## Challenge
Pull out every line below that contains the string "woman", treating uppercase and lowercase as different.

[Shape annotation lines]
☆ ☆ ☆ ☆

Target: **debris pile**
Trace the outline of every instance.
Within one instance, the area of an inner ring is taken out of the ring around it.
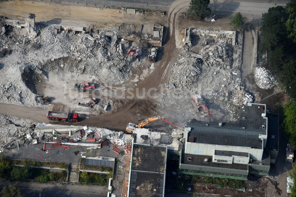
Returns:
[[[10,142],[9,144],[17,146],[18,143],[22,143],[23,136],[31,133],[36,124],[32,120],[0,114],[0,150]]]
[[[274,85],[274,77],[265,68],[256,67],[255,78],[256,84],[261,88],[267,90],[271,88]]]
[[[145,41],[122,39],[119,26],[87,31],[81,27],[34,22],[36,35],[18,26],[25,22],[18,22],[0,18],[0,102],[6,103],[46,107],[34,100],[36,86],[54,72],[67,70],[121,83],[133,68],[147,61],[151,46]],[[126,57],[129,49],[137,48],[141,56]]]
[[[236,45],[235,32],[201,29],[192,30],[190,35],[192,46],[183,46],[180,57],[171,67],[159,104],[174,105],[195,113],[194,106],[185,102],[200,95],[213,115],[211,118],[235,120],[238,114],[235,106],[253,99],[241,82],[242,37],[239,35]]]

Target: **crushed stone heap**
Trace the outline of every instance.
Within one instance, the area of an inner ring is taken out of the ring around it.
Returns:
[[[269,71],[264,68],[256,67],[255,72],[256,84],[261,88],[267,90],[274,86],[274,77]]]

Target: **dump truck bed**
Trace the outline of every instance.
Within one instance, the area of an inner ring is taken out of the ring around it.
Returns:
[[[52,112],[49,111],[47,113],[47,116],[56,117],[61,118],[67,118],[69,113],[60,112]]]

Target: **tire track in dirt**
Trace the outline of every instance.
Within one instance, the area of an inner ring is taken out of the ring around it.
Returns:
[[[140,83],[139,89],[145,88],[148,89],[152,88],[157,88],[160,84],[163,83],[169,73],[170,63],[173,57],[173,52],[175,48],[175,28],[176,18],[178,13],[182,8],[179,8],[177,12],[173,11],[177,7],[182,4],[177,5],[173,9],[169,14],[167,31],[166,33],[165,44],[163,49],[163,53],[166,55],[163,56],[159,65],[142,83]],[[171,17],[173,14],[173,22]],[[170,36],[170,30],[171,36]],[[164,57],[165,58],[163,58]],[[116,112],[102,115],[90,115],[84,116],[84,120],[81,120],[75,125],[88,125],[94,126],[105,127],[113,129],[122,130],[125,130],[128,124],[130,122],[136,122],[139,116],[147,117],[152,114],[156,114],[150,107],[153,104],[152,101],[147,98],[143,99],[134,99],[123,100],[125,104],[121,109]],[[62,121],[57,122],[49,121],[46,118],[47,110],[38,108],[33,108],[13,105],[0,104],[0,113],[7,115],[21,117],[32,119],[38,122],[46,123],[54,123],[63,125],[70,125],[68,122]],[[134,119],[134,121],[133,119]]]

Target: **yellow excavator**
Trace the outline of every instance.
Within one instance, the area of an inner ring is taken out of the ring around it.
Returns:
[[[181,127],[180,127],[178,125],[176,125],[173,123],[171,122],[168,120],[167,120],[161,116],[154,116],[153,117],[150,117],[149,118],[146,118],[140,122],[140,124],[138,125],[136,125],[136,124],[134,124],[133,123],[130,122],[128,123],[128,126],[126,127],[126,130],[127,132],[129,133],[132,133],[136,128],[142,128],[143,127],[144,127],[144,126],[146,125],[147,124],[150,122],[152,122],[152,121],[154,121],[155,120],[163,120],[167,123],[168,123],[170,125],[171,125],[175,127],[176,127],[177,128],[180,129],[181,130],[184,130],[183,129],[183,128]]]

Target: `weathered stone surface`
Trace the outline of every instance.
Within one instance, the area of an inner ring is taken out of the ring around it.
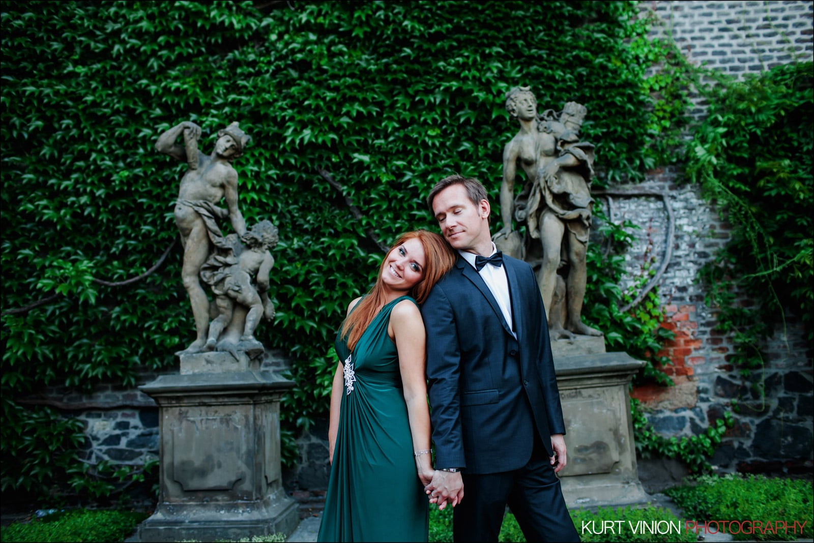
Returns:
[[[783,428],[782,458],[802,458],[812,454],[811,428],[796,424],[786,424]]]
[[[116,462],[129,462],[142,456],[140,452],[133,450],[132,449],[106,449],[104,452],[107,455],[107,458]]]
[[[121,434],[113,434],[112,436],[107,436],[103,440],[99,441],[99,445],[103,447],[116,446],[121,443]]]
[[[772,416],[775,419],[788,417],[794,412],[794,398],[789,396],[782,396],[777,398],[777,406],[772,412]]]
[[[748,393],[748,389],[738,383],[719,376],[715,380],[715,393],[720,397],[741,397]]]
[[[158,409],[142,409],[138,412],[138,420],[146,428],[158,428]]]
[[[783,377],[783,388],[787,392],[811,393],[812,380],[799,371],[789,371]]]
[[[551,354],[554,358],[575,354],[596,354],[604,353],[605,338],[594,336],[575,336],[551,341]]]
[[[656,432],[672,435],[684,430],[687,425],[687,418],[668,415],[663,417],[653,417],[650,419],[650,423]]]
[[[731,443],[724,443],[716,449],[710,463],[719,467],[729,467],[735,461],[735,447]]]
[[[125,445],[130,449],[148,449],[150,450],[158,450],[158,433],[155,432],[145,432],[136,437],[127,440]]]
[[[141,541],[294,530],[279,433],[280,397],[292,384],[271,372],[241,371],[161,376],[142,387],[158,402],[162,425],[160,497],[139,527]]]
[[[662,492],[679,484],[689,475],[686,467],[674,458],[638,458],[639,480],[648,493]]]
[[[568,464],[560,482],[569,506],[638,503],[628,384],[643,365],[624,353],[555,358]]]
[[[800,396],[797,401],[797,415],[801,417],[811,417],[814,411],[814,397]]]

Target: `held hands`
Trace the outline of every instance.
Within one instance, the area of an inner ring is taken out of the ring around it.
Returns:
[[[549,457],[549,463],[554,467],[554,473],[558,472],[567,463],[567,456],[565,451],[565,439],[561,433],[551,434],[551,448],[554,451],[554,455]]]
[[[438,509],[443,510],[448,502],[454,507],[463,500],[463,479],[461,472],[435,470],[432,480],[424,486],[424,492],[430,497],[430,503],[437,504]]]

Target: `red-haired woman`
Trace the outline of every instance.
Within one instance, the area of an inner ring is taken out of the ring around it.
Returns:
[[[455,254],[426,230],[401,236],[336,338],[331,467],[319,541],[426,541],[432,479],[424,324],[417,304]]]

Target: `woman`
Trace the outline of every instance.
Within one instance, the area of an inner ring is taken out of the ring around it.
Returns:
[[[337,334],[319,541],[426,541],[432,479],[424,324],[418,303],[455,263],[426,230],[401,236]]]

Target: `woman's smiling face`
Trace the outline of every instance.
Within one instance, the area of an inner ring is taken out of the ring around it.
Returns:
[[[393,290],[409,292],[424,280],[426,269],[424,246],[418,239],[409,239],[387,254],[382,268],[382,282]]]

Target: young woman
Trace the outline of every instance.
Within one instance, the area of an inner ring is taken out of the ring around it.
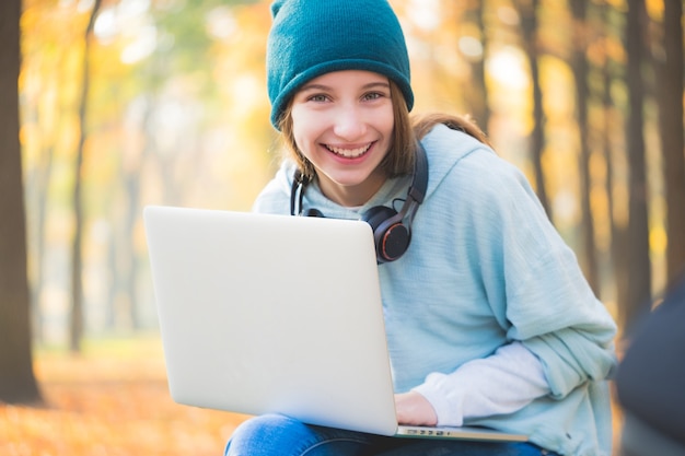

☆ ☆ ☆ ☆

## Exercise answer
Target: `red-haired woman`
Target: `woman`
Target: `woman's smiling face`
Target: young woman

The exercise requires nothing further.